Output all the data exactly. Pictures do not belong in the copy.

MATERIAL PROVIDED:
★ ★ ★ ★

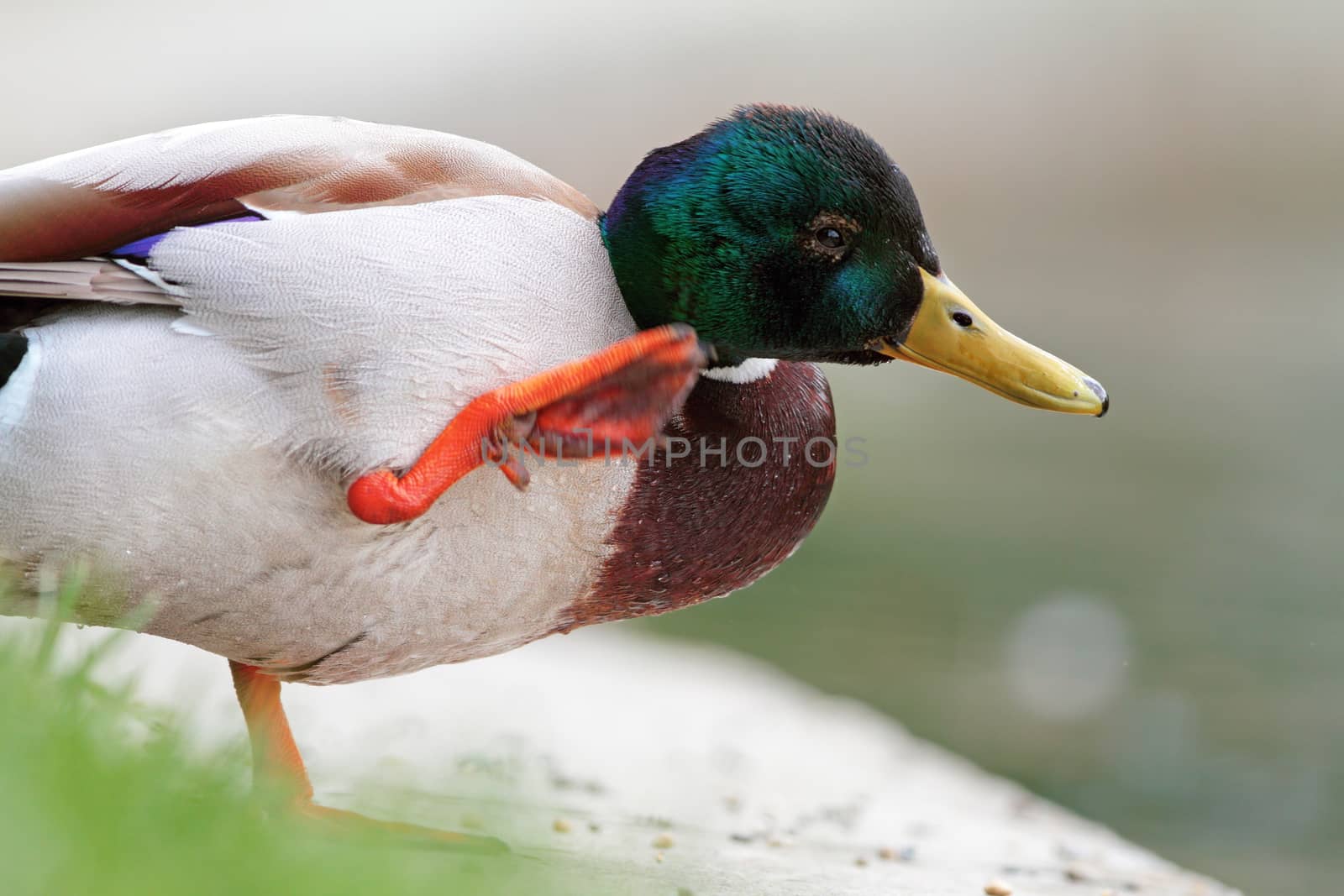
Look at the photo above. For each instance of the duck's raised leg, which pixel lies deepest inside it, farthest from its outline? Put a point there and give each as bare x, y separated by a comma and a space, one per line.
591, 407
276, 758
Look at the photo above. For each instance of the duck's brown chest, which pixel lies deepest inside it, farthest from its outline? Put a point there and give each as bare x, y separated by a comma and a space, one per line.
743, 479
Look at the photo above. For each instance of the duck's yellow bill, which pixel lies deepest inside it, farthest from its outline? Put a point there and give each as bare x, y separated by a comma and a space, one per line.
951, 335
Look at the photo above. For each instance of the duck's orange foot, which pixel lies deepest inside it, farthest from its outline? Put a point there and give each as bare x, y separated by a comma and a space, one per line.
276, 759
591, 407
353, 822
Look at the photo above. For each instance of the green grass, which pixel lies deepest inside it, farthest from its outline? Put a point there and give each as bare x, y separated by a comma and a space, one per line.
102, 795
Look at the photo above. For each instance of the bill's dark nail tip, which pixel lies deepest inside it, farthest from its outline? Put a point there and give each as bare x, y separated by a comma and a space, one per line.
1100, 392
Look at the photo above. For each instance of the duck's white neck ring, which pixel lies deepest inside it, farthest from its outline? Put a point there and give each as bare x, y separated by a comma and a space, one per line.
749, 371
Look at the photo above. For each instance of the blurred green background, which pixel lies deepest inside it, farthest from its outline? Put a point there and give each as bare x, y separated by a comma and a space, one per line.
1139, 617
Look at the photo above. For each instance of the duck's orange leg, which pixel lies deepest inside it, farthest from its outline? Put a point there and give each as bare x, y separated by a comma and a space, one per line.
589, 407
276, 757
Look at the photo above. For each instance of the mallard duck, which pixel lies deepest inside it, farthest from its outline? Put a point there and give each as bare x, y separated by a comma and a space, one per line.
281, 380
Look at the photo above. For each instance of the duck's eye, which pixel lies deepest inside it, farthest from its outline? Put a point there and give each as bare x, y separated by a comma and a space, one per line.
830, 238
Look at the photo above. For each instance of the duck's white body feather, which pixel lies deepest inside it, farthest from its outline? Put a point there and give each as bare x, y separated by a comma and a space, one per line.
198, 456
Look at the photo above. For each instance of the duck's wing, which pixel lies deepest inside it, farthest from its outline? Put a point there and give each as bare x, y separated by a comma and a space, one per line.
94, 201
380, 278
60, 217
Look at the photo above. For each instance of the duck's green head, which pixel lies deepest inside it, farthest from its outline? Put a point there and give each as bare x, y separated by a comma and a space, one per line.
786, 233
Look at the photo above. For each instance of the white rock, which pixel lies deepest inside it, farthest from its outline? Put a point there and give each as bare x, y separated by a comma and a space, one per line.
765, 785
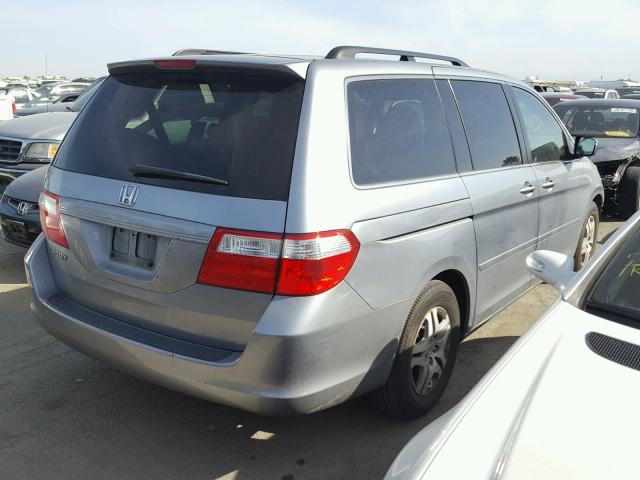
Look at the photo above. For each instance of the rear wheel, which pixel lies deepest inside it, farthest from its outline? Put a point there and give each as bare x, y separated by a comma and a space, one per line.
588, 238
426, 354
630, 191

★ ★ ★ ★

WRITTEN ANSWER:
Look at the photo above. For each instance of the duck's raised leg, which pixel lies deepest inside it, farthest from its outline? Put a point there and give each as bare x, y separated by a comma and a space, one per line.
591, 407
276, 758
Look at the photo above. For each instance of the duck's brown chest, which pixel lies deepest inside it, farthest from its outline? Put a point there and give each as bare x, y separated by a comma and a space, one per line.
743, 479
Look at the photo above. For each instance of the duck's yellow bill, which pixel lies deepest inside it, farthest from its outline? Put a point there and give each as bare x, y separated by a comma and a space, one per line.
951, 335
Look at the photo above. For each instance of the duck's orange foot, which pixel lies deepest inside it, farthest from its outline? Put a point there and give each as bare x, y separated by a comma and a space, one per line.
276, 759
591, 407
353, 822
Look at the photo above. For each instance of the green grass, which pixel lies deepest inside it, farthest from its outline? Put a point there and give each as bare x, y separated by a comma and a space, one per line.
102, 795
Look at the photo above. For each instance of the bill's dark nail tip, which pixel lies deepest inside it, farthest from its outline? Put a point there and give each as bare x, y separated by a comma and a space, one per line.
1100, 392
Look at the photo above. For each instance of the duck's white neck ring, which pixel lies deepest inside it, farthest from its outline? Put a point there and give each as bare x, y separated by a comma and a space, one per line.
749, 371
Look at the photo above. For each instance of the blurred green background, which pixel lies deepest inside it, farthest from its outline? Put a point there and give each as bare x, y separated by a comma and a space, one per line.
1139, 617
Look at the photo above. For each instance of the duck's orange leg, which pixel lies deepest inside it, farthest from its outline? Put a point there and give each as bare x, y separated by a comma and a space, one per line.
589, 407
276, 757
Look at the photo above. For each instance of the mallard duck, which pixel lies deepest inside it, farthest from its outline? Put a point there and give each as bare x, y separated by a comma and a space, one per line.
281, 380
Look at the photo above. For each instance of the duck's eye, which pixel lies deepest inside it, farthest from its outline? Put a point there and give each as bare x, y separated by a comma and a space, one per line.
830, 238
Look at the photo above. For each instance of the duck's white body feather, which pixel lies deepest inside it, farthest from its outline? Put a point there and give each as bare x, y separated by a comma and a space, one per line.
198, 456
Look at the photo above. For each instance of the duck's wing, which pixel lies deepest inside it, farthest from its outline? Put a point there and give each as bare x, y separated by a comma and a space, one per line.
94, 201
380, 278
60, 217
Look at the photo above. For each instance of the duck's green head, which pixel lies deepest inside it, farthest from its outline? Put a point there and give each as bare x, y separated by a comma and a space, one per line.
786, 233
Look at the photo above. For each instance of the white rock, which pixel lies deepest inside it, farthest from its outline? Put a point there and give each as bare x, y separated by a comma and a space, one per line.
765, 785
Look at the photo above. For each instance of the rear wheel, which pixel lies deepest inside it, farthest from its outline? Put a point there and give each as bare x, y separated by a comma and a space, one per line.
588, 238
426, 354
630, 191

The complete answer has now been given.